SELECTED EXTRACT:
We don’t do a lot of screen time in our house. For the first two years of his life, I don’t think our son really had any. Jayhawk basketball was the one exception. Watching basketball games has always been a family affair. In our condo, the basement was usually full for every game.
I recently heard commentary on VPR that actually addressed the positive outcomes of a family watching the same thing together, sports or show, anything that provides a, “Common point of reference.” The thought is that you are bonding and also able to address anything questionable your child may see. If everyone is always watching their own show on their own device, there is little sense of connection and community and you’re not there as a parent to censor or explain confusing situations or language. Some of the commercials during college basketball are beyond what we’d like our son to see, namely more violent movie commercials. We’re able to turn the TV off, quickly direct his attention elsewhere, or comment about how, “That didn’t seem like a nice thing to do” if we weren’t able to otherwise censor it in time.
I absolutely love the tradition of a big group gathering to watch a March Madness game.
We prepare delicious snacks, all of which are allergen-free and safe for my son, and just relax. For me, I think sports are a really nice break from reality. For the course of any game, you can just sit together and watch. I won’t say there’s no stress, because it’s not out of the question for someone to leave the room if the game isn’t going well, but it’s a different kind of stress. I also try to stop doing everything else and literally just be there with my family. At two and a half, it’s rare my son makes it through a full game. We’ve crafted some impressive MagnaTile vehicles and train tracks while rooting on the Jayhawks. We’re all there, in the same room, not trying to do twelve other life tasks at the same time.

ENTRIES SHOWN:
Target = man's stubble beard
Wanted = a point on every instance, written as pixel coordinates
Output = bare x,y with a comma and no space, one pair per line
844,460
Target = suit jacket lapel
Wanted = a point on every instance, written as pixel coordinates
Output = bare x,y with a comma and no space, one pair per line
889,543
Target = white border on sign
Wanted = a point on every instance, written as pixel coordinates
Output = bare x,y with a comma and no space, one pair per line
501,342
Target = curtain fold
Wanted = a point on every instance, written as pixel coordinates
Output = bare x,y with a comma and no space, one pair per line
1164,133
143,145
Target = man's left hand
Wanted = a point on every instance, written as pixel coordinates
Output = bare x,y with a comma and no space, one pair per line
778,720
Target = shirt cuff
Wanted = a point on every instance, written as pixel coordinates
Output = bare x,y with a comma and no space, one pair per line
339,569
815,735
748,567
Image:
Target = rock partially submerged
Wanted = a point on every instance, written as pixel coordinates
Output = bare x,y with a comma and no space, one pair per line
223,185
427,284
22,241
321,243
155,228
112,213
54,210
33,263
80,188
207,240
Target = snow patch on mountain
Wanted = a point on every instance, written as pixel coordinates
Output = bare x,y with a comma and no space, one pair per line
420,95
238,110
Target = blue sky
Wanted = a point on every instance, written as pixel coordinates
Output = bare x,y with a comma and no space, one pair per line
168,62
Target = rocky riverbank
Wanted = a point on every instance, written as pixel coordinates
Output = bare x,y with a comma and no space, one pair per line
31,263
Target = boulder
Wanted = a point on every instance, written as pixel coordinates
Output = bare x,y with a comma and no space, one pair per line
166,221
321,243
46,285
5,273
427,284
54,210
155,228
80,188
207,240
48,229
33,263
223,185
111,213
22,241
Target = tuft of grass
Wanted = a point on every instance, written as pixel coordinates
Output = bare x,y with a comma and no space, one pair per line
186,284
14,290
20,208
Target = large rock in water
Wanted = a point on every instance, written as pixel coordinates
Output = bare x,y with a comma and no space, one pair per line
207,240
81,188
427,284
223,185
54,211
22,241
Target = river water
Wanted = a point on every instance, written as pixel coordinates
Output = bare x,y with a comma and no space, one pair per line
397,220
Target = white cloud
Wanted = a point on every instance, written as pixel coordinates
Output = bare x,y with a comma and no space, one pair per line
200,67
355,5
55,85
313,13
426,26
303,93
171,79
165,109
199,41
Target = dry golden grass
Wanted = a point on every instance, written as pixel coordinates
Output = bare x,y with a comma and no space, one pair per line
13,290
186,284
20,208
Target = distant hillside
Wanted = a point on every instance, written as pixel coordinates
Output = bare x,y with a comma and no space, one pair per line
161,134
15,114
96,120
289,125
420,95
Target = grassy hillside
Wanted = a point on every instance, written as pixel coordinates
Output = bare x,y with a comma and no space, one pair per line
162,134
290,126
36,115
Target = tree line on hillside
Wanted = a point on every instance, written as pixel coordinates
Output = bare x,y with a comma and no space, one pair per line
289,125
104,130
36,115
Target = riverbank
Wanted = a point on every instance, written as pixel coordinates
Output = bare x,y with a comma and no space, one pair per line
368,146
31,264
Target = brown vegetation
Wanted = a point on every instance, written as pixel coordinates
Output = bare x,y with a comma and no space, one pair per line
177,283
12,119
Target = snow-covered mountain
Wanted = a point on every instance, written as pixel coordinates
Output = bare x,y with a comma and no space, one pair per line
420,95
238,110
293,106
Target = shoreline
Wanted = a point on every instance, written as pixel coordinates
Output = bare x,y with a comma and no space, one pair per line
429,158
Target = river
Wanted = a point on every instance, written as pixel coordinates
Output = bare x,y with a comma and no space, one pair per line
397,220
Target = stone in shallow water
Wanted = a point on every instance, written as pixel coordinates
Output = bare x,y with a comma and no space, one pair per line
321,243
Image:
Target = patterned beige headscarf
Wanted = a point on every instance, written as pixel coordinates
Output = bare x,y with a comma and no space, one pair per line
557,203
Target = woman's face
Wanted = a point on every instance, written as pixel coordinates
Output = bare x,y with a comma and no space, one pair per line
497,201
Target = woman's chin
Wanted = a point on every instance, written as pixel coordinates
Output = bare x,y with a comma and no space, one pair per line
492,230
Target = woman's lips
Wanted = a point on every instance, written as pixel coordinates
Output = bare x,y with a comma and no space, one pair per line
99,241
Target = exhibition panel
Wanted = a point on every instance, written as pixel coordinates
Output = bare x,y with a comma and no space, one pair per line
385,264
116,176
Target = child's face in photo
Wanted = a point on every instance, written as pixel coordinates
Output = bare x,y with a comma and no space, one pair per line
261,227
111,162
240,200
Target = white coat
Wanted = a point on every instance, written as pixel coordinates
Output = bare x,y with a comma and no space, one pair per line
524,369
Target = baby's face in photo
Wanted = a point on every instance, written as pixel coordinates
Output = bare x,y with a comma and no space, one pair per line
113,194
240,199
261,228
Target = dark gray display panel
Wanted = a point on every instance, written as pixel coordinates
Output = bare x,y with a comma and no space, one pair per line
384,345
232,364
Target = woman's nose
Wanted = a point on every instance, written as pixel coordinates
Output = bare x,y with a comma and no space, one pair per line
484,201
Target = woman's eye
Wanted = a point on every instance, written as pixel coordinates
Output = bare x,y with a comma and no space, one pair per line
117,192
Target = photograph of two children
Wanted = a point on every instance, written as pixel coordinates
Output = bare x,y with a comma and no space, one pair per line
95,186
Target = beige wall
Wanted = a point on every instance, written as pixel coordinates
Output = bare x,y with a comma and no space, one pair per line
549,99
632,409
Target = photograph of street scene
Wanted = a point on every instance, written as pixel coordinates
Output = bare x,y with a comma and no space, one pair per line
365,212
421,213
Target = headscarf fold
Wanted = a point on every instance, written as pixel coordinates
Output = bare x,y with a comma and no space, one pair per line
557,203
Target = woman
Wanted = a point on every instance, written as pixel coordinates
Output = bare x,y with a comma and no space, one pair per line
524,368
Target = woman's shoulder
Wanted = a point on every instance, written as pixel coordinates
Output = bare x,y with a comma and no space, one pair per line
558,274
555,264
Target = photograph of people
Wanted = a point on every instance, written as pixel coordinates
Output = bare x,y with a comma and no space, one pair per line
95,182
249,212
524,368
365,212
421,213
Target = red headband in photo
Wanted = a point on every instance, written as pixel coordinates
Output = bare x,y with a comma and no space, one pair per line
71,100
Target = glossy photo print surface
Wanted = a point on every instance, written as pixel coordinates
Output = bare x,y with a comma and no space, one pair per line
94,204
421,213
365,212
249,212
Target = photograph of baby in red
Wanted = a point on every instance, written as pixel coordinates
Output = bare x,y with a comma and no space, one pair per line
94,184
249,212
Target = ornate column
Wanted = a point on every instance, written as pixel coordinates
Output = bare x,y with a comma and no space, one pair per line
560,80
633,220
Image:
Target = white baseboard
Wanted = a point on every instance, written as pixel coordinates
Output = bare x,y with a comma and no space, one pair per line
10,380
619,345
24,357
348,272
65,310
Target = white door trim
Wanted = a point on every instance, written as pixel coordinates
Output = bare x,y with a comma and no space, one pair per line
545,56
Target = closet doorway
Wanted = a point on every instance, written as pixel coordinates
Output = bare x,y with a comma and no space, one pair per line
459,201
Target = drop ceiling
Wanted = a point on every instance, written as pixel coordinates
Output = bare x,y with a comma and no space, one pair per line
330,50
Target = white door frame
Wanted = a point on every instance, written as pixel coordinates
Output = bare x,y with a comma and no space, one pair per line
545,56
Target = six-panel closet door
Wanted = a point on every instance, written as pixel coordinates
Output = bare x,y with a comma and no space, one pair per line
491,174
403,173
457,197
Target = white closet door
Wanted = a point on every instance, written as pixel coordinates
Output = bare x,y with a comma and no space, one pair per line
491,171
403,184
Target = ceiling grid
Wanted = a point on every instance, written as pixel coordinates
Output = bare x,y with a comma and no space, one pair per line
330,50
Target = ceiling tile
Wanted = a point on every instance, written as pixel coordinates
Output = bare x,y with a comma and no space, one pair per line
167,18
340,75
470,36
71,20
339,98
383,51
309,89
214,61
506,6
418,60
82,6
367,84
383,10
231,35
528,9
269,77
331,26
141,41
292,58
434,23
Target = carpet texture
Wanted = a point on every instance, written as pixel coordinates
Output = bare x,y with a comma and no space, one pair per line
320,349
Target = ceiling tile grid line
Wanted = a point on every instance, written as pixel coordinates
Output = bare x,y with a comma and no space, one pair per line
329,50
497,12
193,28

WHAT TO DO:
(1) Copy the passage on family basketball viewing between "I absolutely love" and "the same time.", inclusive.
(2) Extend the passage on family basketball viewing, picking up right after its final sentence.
The entries above have no connection to the passage about family basketball viewing.

RESPONSES BY TASK:
(1)
I absolutely love the tradition of a big group gathering to watch a March Madness game.
We prepare delicious snacks, all of which are allergen-free and safe for my son, and just relax. For me, I think sports are a really nice break from reality. For the course of any game, you can just sit together and watch. I won’t say there’s no stress, because it’s not out of the question for someone to leave the room if the game isn’t going well, but it’s a different kind of stress. I also try to stop doing everything else and literally just be there with my family. At two and a half, it’s rare my son makes it through a full game. We’ve crafted some impressive MagnaTile vehicles and train tracks while rooting on the Jayhawks. We’re all there, in the same room, not trying to do twelve other life tasks at the same time.

(2)
We also started some new traditions this year. For a few games, we decided not to have anyone over to watch with us.
At times, I felt guilty not hosting or inviting, but it was an incredible break for our family. It actually lead me to instill a, “Stay home and do nothing” rule for just the three of us on more weekends in general. Life is always go-go-go. Get up in the morning and rush to get out the door on time. Get home and race the clock to get dinner on the table. I’m trying to learn how to stop this race. Kansas games were one way we did that this year. The three of us cuddled up on the couch and watched until bedtime. For a few earlier games, we made a special dinner and ate in the living room. As a food allergy parent, witnessing my son eat a homemade (dairy free) pizza while watching a sporting event nearly brought tears to my eyes. I love when he is able to do something as simple and normal as a family pizza night in a safe way.
This year, it is apparent just how much my son loves our basketball game days as well.
How many toddlers do you know that pretend to be Kansas Jayhawk basketball players? We don’t play cops and robbers. We play “Svi” and “Devonte.” The game is typically an intricate basketball setup that involves an oversized pillow ball, “sock skating” on the wood floor, and a Pottery Barn anywhere chair as the hoop. We’ll line up the scouts soon! In any case, it’s a really fun, physical activity we do together just about every night.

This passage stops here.